>>

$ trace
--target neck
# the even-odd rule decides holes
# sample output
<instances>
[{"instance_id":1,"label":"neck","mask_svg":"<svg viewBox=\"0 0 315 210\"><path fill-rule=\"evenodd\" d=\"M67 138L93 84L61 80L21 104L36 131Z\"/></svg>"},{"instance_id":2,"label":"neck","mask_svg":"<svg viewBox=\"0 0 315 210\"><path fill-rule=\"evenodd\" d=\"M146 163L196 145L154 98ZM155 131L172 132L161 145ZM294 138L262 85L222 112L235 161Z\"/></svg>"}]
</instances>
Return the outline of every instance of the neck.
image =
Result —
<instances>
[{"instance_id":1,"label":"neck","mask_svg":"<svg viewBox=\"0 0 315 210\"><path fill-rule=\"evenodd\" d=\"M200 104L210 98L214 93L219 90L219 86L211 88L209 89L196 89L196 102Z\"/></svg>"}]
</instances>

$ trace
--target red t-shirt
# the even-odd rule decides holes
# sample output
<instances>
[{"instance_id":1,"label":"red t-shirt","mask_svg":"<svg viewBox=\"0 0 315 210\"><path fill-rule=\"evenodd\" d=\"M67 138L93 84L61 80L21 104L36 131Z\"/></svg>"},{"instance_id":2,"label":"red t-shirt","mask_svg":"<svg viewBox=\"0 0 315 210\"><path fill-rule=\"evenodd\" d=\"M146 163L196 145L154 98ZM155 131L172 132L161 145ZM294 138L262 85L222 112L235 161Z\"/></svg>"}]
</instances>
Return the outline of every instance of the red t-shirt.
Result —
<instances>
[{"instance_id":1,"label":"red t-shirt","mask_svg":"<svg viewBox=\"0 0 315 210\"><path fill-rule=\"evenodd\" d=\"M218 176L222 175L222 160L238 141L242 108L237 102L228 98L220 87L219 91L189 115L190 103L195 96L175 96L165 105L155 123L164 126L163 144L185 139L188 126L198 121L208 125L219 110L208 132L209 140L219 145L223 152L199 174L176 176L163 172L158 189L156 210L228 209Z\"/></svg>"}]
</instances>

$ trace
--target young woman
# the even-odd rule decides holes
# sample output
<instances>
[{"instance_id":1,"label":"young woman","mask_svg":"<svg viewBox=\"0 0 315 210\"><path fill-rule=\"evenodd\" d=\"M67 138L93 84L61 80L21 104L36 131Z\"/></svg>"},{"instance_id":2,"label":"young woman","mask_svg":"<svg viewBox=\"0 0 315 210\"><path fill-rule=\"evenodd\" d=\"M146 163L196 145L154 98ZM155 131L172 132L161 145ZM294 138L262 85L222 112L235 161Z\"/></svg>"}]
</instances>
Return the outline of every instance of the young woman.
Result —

<<

# What the task requires
Collect every line of the records that contains the string "outline", copying each one in full. Case counts.

# Written answer
Return the outline of every instance of the neck.
Return the outline of every instance of the red t-shirt.
Return the outline of every instance of the young woman.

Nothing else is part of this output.